#### TASK GOAL
Count up every line of the data in which "tree" occurs. The reply is one number and nothing more.

[GIVEN DATA Boundary: Start]

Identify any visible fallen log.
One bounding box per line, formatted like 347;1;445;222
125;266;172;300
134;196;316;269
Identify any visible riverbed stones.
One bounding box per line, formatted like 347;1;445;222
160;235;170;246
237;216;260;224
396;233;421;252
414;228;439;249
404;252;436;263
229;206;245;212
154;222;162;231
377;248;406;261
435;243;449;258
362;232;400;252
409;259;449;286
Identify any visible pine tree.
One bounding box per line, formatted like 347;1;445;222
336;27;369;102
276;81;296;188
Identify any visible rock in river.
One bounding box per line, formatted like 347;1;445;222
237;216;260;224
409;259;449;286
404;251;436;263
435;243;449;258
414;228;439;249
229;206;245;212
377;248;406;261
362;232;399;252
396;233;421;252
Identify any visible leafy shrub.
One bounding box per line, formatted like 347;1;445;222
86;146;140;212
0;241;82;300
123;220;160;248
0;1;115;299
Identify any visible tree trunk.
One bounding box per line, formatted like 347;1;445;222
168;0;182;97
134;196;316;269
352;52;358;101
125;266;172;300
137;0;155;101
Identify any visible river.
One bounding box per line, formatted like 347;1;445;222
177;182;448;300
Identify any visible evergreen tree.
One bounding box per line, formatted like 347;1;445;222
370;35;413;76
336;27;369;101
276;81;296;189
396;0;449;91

[GIVEN DATA Boundary: End]
[GIVEN DATA Boundary: Start]

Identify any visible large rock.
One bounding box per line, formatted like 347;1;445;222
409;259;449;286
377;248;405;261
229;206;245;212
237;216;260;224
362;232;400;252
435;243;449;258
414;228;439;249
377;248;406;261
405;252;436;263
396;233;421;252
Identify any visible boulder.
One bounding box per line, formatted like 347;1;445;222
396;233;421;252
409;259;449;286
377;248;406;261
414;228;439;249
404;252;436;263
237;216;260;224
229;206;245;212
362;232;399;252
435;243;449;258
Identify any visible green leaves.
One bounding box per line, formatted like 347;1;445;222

[GIVEN DATA Boundary: End]

#### WORKED SOLUTION
3